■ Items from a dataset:
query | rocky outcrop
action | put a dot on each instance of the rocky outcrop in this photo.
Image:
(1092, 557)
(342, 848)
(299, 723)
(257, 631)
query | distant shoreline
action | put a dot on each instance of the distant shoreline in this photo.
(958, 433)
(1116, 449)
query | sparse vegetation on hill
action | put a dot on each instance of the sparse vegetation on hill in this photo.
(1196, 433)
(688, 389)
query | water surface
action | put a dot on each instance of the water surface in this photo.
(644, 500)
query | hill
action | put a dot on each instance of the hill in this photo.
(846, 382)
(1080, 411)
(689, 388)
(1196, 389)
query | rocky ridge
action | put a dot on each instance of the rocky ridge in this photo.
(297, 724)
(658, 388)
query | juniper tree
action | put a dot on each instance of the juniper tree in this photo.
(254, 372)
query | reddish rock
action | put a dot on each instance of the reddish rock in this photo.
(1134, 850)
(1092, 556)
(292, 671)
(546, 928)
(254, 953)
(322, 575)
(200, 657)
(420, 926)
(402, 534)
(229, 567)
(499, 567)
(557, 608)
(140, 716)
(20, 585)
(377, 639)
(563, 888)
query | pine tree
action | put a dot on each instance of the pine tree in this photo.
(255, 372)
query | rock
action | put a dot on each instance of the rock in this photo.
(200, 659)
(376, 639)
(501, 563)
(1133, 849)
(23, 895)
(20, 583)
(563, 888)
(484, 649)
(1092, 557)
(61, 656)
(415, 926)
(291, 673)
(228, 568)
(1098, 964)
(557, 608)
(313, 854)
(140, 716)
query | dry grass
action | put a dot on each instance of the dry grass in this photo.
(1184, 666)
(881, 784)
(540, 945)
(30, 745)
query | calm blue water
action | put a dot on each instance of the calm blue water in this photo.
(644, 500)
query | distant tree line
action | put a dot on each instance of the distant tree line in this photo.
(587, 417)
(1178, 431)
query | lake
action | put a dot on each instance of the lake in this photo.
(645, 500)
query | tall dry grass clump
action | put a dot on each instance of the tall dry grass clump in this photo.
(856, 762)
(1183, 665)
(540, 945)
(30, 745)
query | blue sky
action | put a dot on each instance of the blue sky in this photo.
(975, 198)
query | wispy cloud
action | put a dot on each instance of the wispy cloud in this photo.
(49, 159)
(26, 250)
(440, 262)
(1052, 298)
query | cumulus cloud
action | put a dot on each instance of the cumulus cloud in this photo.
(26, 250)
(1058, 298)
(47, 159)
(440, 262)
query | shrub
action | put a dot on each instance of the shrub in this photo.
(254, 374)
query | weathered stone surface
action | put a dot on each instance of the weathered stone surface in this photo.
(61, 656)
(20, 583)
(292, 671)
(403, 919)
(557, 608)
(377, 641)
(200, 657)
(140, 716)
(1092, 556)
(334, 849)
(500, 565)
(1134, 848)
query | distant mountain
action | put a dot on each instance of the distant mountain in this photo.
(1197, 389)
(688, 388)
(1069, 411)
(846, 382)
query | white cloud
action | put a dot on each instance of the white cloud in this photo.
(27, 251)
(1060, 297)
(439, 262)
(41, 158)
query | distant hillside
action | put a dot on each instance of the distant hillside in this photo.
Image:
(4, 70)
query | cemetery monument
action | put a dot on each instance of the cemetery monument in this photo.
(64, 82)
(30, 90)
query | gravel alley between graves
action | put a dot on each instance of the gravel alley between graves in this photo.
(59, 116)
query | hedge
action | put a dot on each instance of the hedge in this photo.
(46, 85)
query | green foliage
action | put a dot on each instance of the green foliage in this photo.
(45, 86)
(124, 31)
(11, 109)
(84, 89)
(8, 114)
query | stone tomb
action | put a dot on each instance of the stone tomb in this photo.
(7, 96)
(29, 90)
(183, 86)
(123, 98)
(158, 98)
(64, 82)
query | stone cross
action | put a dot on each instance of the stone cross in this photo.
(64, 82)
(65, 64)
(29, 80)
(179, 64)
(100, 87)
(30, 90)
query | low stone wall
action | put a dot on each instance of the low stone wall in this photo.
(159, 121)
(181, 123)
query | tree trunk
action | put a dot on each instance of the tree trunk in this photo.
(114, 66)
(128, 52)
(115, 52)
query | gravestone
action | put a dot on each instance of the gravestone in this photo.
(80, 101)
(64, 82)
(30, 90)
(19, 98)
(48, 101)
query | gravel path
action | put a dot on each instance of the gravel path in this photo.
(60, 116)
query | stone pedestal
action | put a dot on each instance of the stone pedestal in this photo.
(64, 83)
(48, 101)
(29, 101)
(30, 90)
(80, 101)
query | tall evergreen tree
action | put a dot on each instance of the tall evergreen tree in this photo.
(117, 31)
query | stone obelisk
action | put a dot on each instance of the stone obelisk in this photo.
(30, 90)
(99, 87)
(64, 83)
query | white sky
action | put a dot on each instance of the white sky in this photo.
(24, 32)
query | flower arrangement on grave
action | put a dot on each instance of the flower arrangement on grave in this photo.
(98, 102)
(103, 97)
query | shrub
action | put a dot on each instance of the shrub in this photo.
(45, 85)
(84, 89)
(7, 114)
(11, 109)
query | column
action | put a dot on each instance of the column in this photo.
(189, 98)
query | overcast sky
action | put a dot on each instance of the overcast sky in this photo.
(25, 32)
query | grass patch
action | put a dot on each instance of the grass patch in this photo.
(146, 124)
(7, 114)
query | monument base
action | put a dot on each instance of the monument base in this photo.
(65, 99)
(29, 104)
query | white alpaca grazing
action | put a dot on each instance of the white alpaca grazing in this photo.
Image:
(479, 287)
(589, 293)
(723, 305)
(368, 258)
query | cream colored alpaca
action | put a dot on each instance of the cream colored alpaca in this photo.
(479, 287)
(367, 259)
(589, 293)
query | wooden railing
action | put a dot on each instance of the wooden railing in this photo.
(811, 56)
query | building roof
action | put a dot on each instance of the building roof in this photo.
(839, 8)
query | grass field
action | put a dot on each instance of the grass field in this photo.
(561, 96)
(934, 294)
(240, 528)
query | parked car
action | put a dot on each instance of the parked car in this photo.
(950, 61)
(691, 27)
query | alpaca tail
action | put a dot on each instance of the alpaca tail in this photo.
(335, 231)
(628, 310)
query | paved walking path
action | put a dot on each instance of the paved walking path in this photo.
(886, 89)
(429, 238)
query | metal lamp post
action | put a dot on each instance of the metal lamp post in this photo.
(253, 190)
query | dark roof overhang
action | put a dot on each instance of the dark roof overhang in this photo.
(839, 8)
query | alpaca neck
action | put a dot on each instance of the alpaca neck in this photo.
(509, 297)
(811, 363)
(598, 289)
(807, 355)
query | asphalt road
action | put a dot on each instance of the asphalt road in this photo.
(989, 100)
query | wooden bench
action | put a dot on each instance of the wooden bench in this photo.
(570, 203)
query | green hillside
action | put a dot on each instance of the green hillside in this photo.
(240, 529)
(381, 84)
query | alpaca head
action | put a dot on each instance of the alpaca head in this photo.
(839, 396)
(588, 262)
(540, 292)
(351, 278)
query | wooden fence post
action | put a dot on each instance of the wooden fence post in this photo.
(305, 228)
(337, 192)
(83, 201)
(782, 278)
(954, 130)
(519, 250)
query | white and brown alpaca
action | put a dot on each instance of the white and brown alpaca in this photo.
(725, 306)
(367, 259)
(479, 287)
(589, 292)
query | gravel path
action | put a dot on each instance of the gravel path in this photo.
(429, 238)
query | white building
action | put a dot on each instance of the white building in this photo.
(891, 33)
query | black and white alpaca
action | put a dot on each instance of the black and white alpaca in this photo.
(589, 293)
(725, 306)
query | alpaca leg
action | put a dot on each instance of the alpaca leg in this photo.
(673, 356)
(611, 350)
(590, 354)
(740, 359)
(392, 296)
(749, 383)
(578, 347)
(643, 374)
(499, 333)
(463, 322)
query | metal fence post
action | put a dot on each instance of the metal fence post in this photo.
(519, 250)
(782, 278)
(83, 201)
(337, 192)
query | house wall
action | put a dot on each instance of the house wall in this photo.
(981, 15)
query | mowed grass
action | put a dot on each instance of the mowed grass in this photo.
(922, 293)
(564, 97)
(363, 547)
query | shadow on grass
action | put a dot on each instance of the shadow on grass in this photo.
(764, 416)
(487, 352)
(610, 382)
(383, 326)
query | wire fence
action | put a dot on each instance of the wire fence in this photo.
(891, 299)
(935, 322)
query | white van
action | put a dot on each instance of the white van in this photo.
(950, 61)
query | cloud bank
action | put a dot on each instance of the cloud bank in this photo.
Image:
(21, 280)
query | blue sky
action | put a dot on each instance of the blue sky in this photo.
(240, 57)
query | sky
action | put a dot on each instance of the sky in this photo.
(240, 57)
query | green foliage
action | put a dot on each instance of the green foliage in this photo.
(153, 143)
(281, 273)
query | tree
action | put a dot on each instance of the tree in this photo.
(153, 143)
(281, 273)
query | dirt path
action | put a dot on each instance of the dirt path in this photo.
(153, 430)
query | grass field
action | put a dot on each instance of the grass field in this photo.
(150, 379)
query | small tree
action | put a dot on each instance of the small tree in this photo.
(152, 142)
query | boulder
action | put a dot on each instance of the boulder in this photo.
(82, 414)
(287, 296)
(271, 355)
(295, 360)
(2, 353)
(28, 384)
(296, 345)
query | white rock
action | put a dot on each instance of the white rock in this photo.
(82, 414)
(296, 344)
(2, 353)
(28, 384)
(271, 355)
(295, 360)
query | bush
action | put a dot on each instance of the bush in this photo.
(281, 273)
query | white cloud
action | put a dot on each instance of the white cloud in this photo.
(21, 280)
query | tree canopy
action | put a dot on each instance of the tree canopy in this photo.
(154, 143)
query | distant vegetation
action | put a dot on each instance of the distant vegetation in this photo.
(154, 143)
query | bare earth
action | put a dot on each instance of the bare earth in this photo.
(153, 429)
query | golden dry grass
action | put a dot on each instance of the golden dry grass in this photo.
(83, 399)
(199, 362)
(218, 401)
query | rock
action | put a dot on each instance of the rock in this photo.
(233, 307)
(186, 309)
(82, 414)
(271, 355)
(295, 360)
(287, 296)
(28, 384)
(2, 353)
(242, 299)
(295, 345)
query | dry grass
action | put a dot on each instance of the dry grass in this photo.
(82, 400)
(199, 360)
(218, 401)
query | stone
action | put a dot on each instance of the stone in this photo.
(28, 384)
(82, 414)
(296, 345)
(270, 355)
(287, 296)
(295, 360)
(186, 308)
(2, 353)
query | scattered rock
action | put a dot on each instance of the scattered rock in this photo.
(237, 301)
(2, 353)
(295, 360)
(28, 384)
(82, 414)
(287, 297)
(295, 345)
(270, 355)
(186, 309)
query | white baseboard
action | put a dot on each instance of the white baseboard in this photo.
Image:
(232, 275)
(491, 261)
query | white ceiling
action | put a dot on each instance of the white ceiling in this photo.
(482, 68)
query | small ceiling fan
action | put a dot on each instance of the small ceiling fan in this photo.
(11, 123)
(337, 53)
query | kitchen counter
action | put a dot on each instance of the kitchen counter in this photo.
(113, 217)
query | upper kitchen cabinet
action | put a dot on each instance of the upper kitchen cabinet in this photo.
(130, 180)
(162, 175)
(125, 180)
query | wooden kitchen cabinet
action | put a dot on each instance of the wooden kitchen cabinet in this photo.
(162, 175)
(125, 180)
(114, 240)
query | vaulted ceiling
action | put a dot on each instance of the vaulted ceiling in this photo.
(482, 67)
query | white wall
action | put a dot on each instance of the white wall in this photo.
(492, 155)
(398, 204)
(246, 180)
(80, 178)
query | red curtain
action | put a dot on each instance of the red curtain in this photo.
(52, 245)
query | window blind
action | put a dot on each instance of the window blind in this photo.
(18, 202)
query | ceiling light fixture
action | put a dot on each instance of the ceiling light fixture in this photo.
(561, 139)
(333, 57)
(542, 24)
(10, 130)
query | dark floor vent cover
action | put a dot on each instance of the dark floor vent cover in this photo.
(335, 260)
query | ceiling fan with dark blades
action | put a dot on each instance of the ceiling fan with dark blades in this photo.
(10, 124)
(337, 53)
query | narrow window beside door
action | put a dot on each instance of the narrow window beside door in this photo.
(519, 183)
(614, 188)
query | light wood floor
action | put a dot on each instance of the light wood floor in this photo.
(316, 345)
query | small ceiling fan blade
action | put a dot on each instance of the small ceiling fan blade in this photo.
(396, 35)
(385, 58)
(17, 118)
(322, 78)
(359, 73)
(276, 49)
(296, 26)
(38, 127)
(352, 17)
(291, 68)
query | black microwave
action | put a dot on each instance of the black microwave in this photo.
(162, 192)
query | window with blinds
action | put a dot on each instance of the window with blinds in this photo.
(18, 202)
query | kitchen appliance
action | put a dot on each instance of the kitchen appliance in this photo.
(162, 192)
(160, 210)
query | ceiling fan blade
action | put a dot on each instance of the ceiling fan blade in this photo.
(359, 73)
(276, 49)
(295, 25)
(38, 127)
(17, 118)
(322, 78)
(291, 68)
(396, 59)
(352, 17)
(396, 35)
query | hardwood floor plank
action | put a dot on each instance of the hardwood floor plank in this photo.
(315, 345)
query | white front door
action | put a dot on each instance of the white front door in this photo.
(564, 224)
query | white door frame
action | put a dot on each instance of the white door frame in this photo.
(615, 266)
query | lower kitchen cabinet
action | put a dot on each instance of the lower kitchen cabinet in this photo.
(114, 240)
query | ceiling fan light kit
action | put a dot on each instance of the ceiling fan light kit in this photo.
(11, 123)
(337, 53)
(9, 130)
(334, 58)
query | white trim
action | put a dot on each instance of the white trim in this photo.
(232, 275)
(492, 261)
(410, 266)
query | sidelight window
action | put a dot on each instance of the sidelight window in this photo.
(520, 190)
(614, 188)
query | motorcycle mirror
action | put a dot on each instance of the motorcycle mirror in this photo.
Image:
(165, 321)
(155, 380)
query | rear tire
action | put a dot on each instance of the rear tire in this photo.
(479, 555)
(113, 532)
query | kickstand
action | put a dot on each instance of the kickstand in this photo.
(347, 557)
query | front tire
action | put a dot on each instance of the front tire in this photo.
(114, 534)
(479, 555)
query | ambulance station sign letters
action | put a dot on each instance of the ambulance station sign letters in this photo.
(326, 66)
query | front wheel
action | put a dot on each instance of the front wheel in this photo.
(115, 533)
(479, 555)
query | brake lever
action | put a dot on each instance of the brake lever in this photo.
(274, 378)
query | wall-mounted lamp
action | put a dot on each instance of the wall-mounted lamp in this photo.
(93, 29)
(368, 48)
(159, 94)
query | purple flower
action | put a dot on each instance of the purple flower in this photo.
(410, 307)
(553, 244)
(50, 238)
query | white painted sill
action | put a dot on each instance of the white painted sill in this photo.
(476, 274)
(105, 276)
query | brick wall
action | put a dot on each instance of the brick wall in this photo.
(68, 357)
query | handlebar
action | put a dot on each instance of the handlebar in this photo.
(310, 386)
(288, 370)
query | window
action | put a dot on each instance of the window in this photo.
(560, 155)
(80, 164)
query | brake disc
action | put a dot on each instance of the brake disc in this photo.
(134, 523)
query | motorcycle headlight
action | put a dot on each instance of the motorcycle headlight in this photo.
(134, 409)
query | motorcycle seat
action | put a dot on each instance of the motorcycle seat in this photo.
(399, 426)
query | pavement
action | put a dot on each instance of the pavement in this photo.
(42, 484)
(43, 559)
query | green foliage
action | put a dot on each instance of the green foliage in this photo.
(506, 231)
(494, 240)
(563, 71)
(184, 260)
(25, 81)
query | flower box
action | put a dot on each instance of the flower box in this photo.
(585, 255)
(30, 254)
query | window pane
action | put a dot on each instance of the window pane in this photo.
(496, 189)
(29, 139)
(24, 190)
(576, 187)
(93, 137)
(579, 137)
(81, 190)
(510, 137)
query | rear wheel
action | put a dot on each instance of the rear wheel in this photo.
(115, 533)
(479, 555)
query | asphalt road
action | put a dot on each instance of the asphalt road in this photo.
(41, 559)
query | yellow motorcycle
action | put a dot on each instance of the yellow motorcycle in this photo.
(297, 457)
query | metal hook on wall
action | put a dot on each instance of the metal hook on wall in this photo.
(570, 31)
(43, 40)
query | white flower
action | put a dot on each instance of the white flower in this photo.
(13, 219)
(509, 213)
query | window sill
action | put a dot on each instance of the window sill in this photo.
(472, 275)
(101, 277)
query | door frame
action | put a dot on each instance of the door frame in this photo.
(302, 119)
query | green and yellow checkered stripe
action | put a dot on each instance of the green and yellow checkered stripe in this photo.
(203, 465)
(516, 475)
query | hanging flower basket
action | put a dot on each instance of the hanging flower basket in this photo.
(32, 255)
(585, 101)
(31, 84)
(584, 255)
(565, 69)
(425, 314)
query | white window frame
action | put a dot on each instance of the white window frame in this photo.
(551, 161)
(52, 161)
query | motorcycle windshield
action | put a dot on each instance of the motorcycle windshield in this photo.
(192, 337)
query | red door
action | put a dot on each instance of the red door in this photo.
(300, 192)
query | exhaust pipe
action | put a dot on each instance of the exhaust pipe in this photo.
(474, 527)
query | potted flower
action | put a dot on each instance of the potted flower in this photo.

■ Task instructions:
Copy out each line of the entries where the word "grazing" is found.

■ Answer to this exercise:
query | white alpaca grazing
action | put a dot on each instance of the white alpaca grazing in this photo.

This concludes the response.